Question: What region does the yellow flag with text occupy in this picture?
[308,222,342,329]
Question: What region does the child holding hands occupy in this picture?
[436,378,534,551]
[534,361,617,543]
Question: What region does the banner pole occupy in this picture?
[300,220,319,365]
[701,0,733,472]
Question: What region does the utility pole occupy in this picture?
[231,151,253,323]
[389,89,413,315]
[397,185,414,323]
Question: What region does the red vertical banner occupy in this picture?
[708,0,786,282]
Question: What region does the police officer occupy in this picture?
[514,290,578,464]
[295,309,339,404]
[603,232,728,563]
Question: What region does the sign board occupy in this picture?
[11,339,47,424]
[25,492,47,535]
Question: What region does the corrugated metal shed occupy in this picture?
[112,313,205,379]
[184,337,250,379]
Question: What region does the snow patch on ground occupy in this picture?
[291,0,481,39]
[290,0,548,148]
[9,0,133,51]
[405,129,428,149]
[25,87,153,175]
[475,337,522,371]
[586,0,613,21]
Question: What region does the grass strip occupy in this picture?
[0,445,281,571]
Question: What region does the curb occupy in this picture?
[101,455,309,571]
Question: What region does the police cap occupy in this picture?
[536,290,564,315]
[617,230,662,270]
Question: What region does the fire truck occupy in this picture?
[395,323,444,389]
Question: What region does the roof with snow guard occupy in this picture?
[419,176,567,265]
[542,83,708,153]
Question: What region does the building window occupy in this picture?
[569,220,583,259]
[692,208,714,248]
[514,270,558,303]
-.-.-
### Problem to work on
Could you render every line of the records above as a Markdown table with two columns, Row and Record line, numbering the rows and leaving out any blank lines?

### Result
| Row | Record line |
|---|---|
| 1 | Question: What region does the yellow flag with text occupy in this picture? |
| 2 | [308,222,342,329] |
| 3 | Question: What region does the child holding hands occupy in this picture? |
| 4 | [436,378,534,551] |
| 5 | [534,361,617,543] |
| 6 | Question: What region does the banner pole occupy in this picture? |
| 7 | [300,220,319,365] |
| 8 | [701,0,733,472] |
| 9 | Question: What region does the utility pole occupy in this picture? |
| 10 | [231,151,253,323] |
| 11 | [389,89,413,315] |
| 12 | [397,185,414,323] |
| 13 | Question: What region does the red vertical banner occupy in this picture? |
| 14 | [708,0,786,282] |
| 15 | Question: What region does the police officer occupy in this picture? |
| 16 | [514,290,578,464] |
| 17 | [295,309,339,404] |
| 18 | [603,232,728,563] |
| 19 | Question: What region does the sign board occupy in this picture? |
| 20 | [11,339,47,424] |
| 21 | [25,492,47,535] |
| 22 | Question: What region does the corrugated metal shed occupy in this picture? |
| 23 | [112,313,205,379] |
| 24 | [184,337,250,379] |
| 25 | Question: What region does the snow patch on ground occupy in this picture? |
| 26 | [291,0,481,39] |
| 27 | [290,0,548,148] |
| 28 | [9,0,133,51] |
| 29 | [405,129,428,149] |
| 30 | [25,87,153,175] |
| 31 | [475,337,522,371] |
| 32 | [586,0,613,21] |
| 33 | Question: What region does the grass strip occupy in this picture? |
| 34 | [0,445,281,571] |
| 35 | Question: What region does the curb occupy in this picture? |
| 36 | [101,455,309,571] |
| 37 | Question: What region does the police cap occupy in this picture? |
| 38 | [536,290,564,315] |
| 39 | [617,230,662,270] |
| 40 | Question: What region does the fire truck occupy in this picture? |
| 41 | [395,323,444,389] |
| 42 | Question: What region does the roof with snow guard occupy in this picture? |
| 43 | [419,176,567,265] |
| 44 | [542,83,708,153] |
| 45 | Question: What region does the building window occupy in this picture? |
| 46 | [569,220,583,259] |
| 47 | [692,208,714,248] |
| 48 | [514,270,558,303] |